Yapılacaklar
[A] Biden ve İran haberine göre aşağıdaki soruları yanıtlayın:
(i) CENTCOM'un doğruladığına göre saldırıda kaç ABD Ordusu personeli öldü ve kaç kişi yaralandı?
(ii) Mike Johnson çağrısını hangi platform aracılığıyla yaptı?
(iii) Michael McCaul'a göre İran'ın vekil güçleri ekim ayından bu yana Amerikan kuvvetlerine kaç saldırı düzenledi?
[B] Biden ve İran haberini kaldığı yerden sürdürün.

Gösterilen Metin
Biden yönetimi İran'ın ateşi altında

Cumhuriyetçiler Tahran'a ‘doğrudan’ yanıt verilmesi çağrısında bulundu.

Ürdün'ün kuzeydoğusunda Kule 22 olarak bilinen Amerikan askeri üssünün uydu görüntüsü (AP)
Ürdün'ün kuzeydoğusunda Kule 22 olarak bilinen Amerikan askeri üssünün uydu görüntüsü (AP)
TT

Biden yönetimi İran'ın ateşi altında

Ürdün'ün kuzeydoğusunda Kule 22 olarak bilinen Amerikan askeri üssünün uydu görüntüsü (AP)
Ürdün'ün kuzeydoğusunda Kule 22 olarak bilinen Amerikan askeri üssünün uydu görüntüsü (AP)

Ürdün-Suriye sınırında Amerikan kuvvetlerine yapılan saldırı, Joe Biden yönetimi ile bölgedeki İran vekil güçlerinin art arda saldırıları sonucu Amerikan kayıplarına aşırı öfkelerini dile getiren Cumhuriyetçiler arasındaki büyük ayrılığı perçinledi.

ABD Merkez Kuvvetler Komutanlığı’nın (CENTCOM), Ürdün'de Suriye sınırındaki bir Amerikan üssüne gerçekleştirilen insansız hava aracı (İHA) saldırısı sonucu 3 ABD Ordusu personelinin öldüğünü, 34 kişinin de yaralandığını doğrulamasının ardından Senato ve Temsilciler Meclisi'ndeki Cumhuriyetçiler, Biden'ın Tahran'a yönelik ‘yumuşak’ politikasını eleştirdi. Cumhuriyetçi isimlerden bazıları da Biden'ı, İran'a net ve doğrudan yanıt verme konusunda kesin bir karar almadığı için bu tür saldırıların artmasına neden olmakla suçladı.

ABD Temsilciler Meclisi'nin Cumhuriyetçi Başkanı Mike Johnson, X platformu aracılığıyla ABD yönetimine, “Güçlerimize yönelik saldırıların hoş görülmeyeceğine dair tüm dünyaya açık bir mesaj göndermeliyiz” çağrısında bulundu.

ABD Temsilciler Meclisi Dış İlişkiler Komitesi Başkanı Michael McCaul, sert bir dille yaptığı açıklamada, “İran’ın vekil güçlerinin ekim ayından bu yana Amerikan kuvvetlerine 150'den fazla saldırı düzenlediğini” kaydetti.

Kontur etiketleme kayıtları

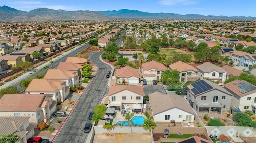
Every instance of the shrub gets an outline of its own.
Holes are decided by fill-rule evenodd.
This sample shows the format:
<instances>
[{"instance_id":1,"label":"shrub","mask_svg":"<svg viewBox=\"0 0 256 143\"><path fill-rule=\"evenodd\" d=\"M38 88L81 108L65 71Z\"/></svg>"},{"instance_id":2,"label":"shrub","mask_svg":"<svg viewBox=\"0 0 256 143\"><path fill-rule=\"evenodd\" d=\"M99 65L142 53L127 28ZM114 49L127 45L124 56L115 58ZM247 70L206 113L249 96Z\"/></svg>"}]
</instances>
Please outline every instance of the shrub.
<instances>
[{"instance_id":1,"label":"shrub","mask_svg":"<svg viewBox=\"0 0 256 143\"><path fill-rule=\"evenodd\" d=\"M52 127L50 127L47 129L47 130L50 131L52 132L54 130L54 128Z\"/></svg>"},{"instance_id":2,"label":"shrub","mask_svg":"<svg viewBox=\"0 0 256 143\"><path fill-rule=\"evenodd\" d=\"M45 122L44 121L42 121L42 122L40 122L40 123L39 123L37 125L37 128L40 131L43 130L46 127L47 127L47 124L46 124L46 122Z\"/></svg>"}]
</instances>

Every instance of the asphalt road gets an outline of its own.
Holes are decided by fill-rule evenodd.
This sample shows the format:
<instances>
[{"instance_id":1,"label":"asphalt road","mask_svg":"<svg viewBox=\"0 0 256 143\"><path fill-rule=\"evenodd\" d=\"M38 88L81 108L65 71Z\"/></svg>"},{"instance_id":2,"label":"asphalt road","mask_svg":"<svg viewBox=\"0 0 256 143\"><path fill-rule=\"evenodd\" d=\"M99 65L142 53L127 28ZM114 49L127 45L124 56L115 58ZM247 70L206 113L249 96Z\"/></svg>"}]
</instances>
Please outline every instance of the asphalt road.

Görev Sonuçları
[A]
(i) 3 personel öldü, 34 kişi yaralandı.
(ii) X platformu.
(iii) 150'den fazla.

[B]
Ancak pazar günü Ürdün'ün Suriye ile kuzeydoğu sınırı yakınında “Kule 22” olarak bilinen uzak bir bölgeye düzenlenen saldırıya kadar, ABD askerleri ölmemiş veya pek çok kişi yaralanmamıştı. Bu Biden'a, Tahran'la doğrudan bir savaş riskine girmeden, İran destekli güçlere kayıplar verdirerek ABD'nin tepkisinin yükünü dağıtmak için siyasi alan sağladı.

McCaul, sert bir ses tonuyla yaptığı açıklamada şu ifadeleri kullandı:

Biden yönetiminin Ortadoğu'daki başarısız politikası, ABD'nin Ortadoğu'daki düşmanlarına karşı caydırıcılık politikasını yok etti. Ulusal güvenlik çıkarlarımızı korumak ve caydırıcılığı yeniden tesis etmek için Ortadoğu'daki politikamızı radikal bir şekilde yeniden gözden geçirmemiz gerekiyor.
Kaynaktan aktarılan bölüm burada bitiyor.